(INSTRUCTIONS)
A – According to the article on undervolting the Radeon RX Vega 64, what happens to efficiency when the voltage is manually lowered to 1.0V without raising the power limit?
B – Continue the article on undervolting the Radeon RX Vega 64 from the point where it stops.

(GIVEN PASSAGE)

+--

Does Undervolting Improve Radeon RX Vega 64's Efficiency?

Efficiency & Conclusion

Does undervolting improve efficiency, then? Yes and no. If you increase Radeon RX Vega 64's power limit, then yes. If you don't, then no.

It's only by raising the card's power limit that the telemetry can identify voltage as a limiting factor and optimally adjust the resulting clock rate to the actual graphics load. The result barely exceeds the default Balanced mode, though. Conversely, manually decreasing the voltage to 1.0V without increasing the power limit lowers efficiency.

All of our measurements were taken while using a game to generate the load. The game in question was selected because it produces a constant and reliable load across the entire duration of 30 minutes. We did run Doom as well to check our results, and it demonstrated higher frequencies and lower power consumption. Broken out into percentages, though, the two games’ results are almost identical. Our bottom line stays the same.

The gaming performance shows very clearly what we’ve found time and again so far: undervolting without increasing the power limit is pointless and counterproductive.

+--

(SOURCE EXCERPT)
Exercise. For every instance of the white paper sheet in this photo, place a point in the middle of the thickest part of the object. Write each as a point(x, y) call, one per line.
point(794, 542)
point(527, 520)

+--

(EXPECTED ANSWERS)
A – Efficiency decreases.

B –
Summary & Conclusion

It’s certainly possible to run a Radeon RX Vega 64 more efficiently than AMD made possible with its default modes. However, the unique nature of AMD’s AVFS dictates that manually lowering the voltage only makes sense if the power limit is raised at the same time to allow the telemetry to regain its footing. In that case, the reduction in voltage becomes just one more limiting factor among many others, such as temperatures. Each card is going to have its own boundaries that you'll have to experiment with, since every GPU's quality is different.

Even though there we don't have anything sensational to report when it comes to undervolting, an additional 20W (or seven percent), does produce five percent more performance. This means that the card scales really well, and certainly a lot better than when it's run at at stock settings without lowering voltage. In that case, 41 percent more power consumption gets you just 11 percent-higher frame rates. Consequently, if you want to overclock efficiently, then you need to undervolt. This is a really interesting finding that’s very much unique to AMD’s Radeon RX Vega 64.

It would be great if AMD could handle temperature readings in a more precise manner. Documentation would also be appreciated. Our advice is to use a suitable tool, such as GPU-Z, to read the hot-spot temperature. The readings provided by WattMan just can’t be correct, at least for low-temperature measurements.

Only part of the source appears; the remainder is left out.